Coordinate annotation entries
--

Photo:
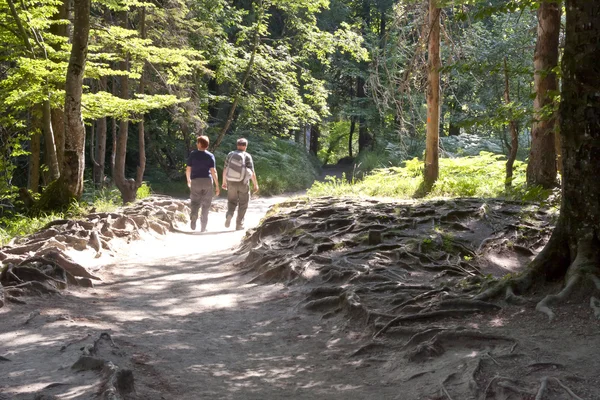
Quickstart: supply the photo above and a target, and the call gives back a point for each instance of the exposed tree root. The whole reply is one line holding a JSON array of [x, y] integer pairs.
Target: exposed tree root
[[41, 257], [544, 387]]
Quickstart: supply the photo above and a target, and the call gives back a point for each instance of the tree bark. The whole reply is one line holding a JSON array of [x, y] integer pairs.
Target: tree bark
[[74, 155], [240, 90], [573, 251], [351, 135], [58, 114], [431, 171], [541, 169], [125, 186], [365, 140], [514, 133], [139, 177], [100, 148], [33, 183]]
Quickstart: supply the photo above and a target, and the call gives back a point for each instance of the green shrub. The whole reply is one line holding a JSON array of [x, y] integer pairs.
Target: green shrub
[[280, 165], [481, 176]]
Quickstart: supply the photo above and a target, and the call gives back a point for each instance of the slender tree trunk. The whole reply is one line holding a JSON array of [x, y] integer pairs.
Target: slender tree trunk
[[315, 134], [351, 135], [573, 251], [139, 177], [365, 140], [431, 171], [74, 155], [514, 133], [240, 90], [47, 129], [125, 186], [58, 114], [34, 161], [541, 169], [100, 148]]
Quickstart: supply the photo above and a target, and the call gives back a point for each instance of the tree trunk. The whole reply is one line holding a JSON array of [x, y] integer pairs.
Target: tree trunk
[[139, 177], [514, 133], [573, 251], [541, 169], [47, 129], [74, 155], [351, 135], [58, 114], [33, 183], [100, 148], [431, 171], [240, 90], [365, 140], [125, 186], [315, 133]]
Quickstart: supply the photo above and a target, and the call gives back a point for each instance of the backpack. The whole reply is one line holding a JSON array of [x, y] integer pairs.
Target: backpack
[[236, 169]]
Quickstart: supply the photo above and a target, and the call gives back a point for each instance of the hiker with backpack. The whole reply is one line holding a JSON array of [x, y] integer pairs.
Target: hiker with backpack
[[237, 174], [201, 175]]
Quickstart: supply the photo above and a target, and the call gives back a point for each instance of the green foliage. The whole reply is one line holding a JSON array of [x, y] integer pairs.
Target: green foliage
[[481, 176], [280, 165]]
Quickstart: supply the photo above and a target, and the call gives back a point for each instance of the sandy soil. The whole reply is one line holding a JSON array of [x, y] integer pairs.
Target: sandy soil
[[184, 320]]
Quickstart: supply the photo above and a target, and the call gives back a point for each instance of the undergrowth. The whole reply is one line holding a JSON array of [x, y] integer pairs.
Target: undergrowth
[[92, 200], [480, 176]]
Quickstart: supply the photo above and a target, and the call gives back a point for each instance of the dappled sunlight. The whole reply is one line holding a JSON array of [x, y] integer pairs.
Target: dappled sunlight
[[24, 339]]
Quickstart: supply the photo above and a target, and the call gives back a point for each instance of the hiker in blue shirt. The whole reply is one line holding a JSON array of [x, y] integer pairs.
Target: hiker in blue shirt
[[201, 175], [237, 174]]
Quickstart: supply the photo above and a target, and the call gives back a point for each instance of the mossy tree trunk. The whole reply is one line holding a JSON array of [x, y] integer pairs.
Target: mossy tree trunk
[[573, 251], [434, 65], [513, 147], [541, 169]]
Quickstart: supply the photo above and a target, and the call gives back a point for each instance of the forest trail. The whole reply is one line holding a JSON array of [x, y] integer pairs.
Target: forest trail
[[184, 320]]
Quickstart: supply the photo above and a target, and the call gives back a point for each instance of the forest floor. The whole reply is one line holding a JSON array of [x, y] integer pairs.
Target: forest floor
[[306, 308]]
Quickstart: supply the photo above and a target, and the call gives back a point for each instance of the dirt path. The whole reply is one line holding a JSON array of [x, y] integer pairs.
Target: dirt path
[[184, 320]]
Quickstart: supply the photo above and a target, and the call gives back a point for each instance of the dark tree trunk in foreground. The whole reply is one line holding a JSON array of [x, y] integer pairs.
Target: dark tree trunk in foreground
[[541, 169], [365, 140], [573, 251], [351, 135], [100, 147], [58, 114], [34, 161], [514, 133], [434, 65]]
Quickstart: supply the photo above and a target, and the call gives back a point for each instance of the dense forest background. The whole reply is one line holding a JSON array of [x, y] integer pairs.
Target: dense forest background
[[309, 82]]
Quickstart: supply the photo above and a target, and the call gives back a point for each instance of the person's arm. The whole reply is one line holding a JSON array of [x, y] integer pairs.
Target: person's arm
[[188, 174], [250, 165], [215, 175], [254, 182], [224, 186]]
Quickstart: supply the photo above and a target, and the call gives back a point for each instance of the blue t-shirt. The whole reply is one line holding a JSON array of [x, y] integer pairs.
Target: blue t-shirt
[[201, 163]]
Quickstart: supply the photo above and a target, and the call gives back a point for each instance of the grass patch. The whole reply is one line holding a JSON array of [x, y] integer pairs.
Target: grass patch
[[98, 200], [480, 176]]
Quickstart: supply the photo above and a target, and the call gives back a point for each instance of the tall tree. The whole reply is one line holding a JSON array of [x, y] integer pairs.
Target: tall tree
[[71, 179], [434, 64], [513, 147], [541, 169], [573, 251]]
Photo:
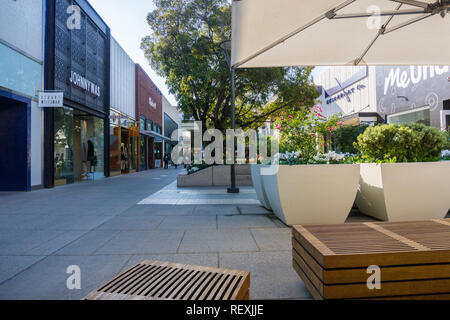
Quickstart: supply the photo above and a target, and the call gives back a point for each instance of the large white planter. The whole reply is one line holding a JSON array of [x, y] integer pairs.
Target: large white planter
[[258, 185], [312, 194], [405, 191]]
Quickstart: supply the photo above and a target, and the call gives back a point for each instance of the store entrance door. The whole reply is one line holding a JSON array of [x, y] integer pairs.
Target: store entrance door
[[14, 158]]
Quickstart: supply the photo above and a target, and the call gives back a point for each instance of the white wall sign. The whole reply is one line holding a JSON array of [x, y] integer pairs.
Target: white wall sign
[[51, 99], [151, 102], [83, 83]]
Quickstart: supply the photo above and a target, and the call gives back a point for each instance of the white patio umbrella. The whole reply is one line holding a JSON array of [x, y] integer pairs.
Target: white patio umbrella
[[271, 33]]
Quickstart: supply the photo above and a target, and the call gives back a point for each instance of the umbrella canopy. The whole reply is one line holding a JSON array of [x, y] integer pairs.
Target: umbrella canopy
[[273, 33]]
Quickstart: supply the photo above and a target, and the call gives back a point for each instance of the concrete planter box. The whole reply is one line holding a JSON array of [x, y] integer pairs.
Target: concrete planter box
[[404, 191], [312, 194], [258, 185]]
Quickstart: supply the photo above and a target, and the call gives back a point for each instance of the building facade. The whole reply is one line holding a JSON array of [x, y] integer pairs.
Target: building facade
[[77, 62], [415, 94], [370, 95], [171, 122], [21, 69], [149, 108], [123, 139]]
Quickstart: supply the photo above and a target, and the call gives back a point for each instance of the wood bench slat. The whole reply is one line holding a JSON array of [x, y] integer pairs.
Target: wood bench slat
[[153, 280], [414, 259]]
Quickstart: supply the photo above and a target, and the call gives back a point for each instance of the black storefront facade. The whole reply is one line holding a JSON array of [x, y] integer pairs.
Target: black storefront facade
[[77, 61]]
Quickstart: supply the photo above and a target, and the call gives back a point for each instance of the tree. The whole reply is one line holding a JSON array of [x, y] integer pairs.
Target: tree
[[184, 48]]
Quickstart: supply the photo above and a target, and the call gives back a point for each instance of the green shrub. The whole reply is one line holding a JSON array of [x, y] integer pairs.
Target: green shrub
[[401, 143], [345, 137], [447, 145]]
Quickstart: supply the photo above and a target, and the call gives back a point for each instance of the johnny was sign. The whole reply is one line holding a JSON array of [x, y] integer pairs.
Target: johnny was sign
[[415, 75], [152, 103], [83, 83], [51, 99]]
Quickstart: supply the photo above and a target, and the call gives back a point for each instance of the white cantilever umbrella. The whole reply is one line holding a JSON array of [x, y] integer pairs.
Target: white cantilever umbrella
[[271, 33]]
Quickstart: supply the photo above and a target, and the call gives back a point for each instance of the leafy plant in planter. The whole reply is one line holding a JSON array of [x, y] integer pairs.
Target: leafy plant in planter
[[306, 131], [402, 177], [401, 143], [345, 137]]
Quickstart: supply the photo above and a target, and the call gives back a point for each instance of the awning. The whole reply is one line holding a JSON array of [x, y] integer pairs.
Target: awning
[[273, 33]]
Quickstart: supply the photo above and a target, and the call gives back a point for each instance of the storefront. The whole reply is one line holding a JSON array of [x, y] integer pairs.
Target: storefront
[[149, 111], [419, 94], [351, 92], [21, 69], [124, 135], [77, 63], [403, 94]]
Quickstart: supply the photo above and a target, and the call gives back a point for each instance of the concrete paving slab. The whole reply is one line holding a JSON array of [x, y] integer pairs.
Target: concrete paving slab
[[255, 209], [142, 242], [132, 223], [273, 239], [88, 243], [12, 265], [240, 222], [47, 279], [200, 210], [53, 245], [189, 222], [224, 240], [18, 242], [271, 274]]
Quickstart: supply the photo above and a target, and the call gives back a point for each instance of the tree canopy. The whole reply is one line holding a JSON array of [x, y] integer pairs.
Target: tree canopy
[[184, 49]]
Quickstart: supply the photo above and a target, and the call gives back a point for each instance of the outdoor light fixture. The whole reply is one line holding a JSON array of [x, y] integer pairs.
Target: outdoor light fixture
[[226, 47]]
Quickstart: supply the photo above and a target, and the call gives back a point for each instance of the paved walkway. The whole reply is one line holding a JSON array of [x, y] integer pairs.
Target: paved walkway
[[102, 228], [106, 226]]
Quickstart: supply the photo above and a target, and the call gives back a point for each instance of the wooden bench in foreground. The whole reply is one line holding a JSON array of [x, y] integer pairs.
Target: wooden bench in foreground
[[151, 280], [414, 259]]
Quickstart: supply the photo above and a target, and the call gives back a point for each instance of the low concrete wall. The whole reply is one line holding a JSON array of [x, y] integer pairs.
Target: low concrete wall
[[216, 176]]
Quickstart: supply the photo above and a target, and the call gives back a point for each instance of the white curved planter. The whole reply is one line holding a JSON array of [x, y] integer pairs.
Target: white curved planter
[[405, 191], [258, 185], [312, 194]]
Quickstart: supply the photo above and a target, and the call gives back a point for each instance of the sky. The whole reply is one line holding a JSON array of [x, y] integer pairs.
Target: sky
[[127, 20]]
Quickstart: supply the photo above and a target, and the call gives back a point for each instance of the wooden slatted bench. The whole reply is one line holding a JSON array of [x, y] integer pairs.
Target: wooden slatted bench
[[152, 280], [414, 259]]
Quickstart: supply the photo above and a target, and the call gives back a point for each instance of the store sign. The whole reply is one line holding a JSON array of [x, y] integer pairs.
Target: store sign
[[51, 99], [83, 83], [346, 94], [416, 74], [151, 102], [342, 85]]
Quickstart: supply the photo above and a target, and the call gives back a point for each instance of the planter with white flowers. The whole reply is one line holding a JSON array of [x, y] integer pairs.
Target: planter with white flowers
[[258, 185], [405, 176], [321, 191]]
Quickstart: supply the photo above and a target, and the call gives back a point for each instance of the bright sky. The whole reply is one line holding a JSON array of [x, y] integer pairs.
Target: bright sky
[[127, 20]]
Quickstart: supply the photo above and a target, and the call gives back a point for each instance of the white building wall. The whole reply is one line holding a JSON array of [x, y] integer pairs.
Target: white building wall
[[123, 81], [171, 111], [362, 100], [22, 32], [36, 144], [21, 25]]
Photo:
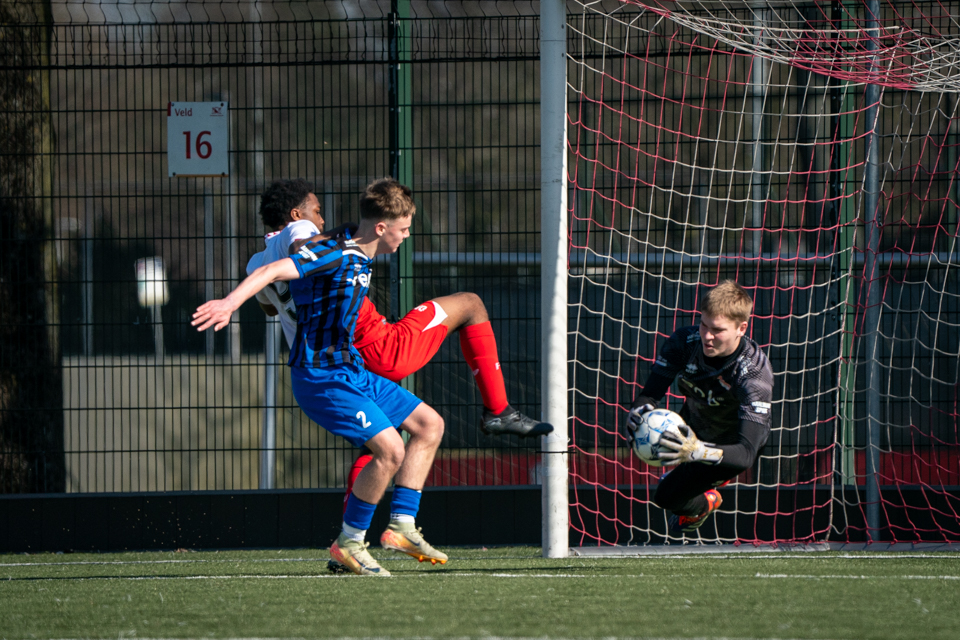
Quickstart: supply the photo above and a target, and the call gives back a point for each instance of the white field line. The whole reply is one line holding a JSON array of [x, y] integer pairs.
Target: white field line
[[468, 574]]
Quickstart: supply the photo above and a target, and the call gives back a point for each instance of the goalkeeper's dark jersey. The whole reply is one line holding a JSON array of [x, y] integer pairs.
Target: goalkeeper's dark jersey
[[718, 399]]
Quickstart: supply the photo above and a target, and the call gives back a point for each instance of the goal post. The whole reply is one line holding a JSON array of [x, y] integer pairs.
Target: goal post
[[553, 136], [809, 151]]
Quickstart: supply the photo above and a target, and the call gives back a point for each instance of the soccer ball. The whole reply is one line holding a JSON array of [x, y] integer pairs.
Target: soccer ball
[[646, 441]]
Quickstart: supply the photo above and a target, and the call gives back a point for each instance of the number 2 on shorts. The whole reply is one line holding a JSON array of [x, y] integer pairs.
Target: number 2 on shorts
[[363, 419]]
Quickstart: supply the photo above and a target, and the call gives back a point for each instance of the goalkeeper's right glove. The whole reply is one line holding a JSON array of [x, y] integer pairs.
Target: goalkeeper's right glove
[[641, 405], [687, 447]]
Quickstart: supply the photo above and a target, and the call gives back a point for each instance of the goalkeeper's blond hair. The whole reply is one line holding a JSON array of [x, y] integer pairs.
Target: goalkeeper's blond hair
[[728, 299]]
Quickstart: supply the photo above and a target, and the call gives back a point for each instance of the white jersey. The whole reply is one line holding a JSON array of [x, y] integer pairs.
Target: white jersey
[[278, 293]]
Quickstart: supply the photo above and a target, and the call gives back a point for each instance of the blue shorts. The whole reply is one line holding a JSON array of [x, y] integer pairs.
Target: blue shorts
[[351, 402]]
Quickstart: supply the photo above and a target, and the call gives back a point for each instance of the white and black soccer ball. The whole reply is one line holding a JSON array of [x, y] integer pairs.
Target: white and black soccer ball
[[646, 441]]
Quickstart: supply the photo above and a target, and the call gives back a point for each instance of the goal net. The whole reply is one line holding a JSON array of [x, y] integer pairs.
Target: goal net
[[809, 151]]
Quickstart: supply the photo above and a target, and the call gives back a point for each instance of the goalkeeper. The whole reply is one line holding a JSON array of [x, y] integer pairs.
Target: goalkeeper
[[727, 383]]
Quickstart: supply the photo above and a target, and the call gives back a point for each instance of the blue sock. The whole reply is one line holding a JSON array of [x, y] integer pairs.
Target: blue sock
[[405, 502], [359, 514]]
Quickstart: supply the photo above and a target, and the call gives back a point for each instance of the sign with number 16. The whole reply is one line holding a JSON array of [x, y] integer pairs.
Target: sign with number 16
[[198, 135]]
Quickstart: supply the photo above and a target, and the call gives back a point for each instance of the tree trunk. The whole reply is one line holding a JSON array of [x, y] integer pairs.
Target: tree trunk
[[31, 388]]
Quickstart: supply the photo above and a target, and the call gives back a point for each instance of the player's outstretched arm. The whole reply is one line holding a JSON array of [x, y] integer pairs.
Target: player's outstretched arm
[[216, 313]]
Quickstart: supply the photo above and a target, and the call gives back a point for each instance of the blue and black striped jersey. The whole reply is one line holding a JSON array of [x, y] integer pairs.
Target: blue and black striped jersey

--

Rewrite the material from the line with "of the grass" up to and including the line with "[[14, 158]]", replacing "planter" with "flowerpot" and leaving everything else unchanged. Leave the pictures out of the answer.

Quickstart: supply the photo above and a target, and the call gives back a point for each instance of the grass patch. The whole reply is one line holding a JSON array of [x, y] integer pairs.
Target: grass patch
[[98, 200], [480, 176]]
Quickstart: supply the photo above and a target, and the call gives back a point for each instance of the tall tree. The whole reply is one line holding a JSON array of [x, y] integer pairs.
Target: tall tree
[[71, 179], [434, 64], [513, 147], [541, 169], [573, 251]]
Photo:
Quickstart: supply the photo above and a target, and the call gives back a point for each instance of the large white flowerpot. The whole reply is one line holding a JSON array of [x, y] integer pairs.
Target: large white flowerpot
[[258, 185], [312, 194], [405, 191]]
Quickstart: supply the photo above and a target, and the call gives back a point for each instance of the store entrance door. The whole reply is one line holding a JSON array of [x, y] integer pairs.
Target: store entrance door
[[14, 158]]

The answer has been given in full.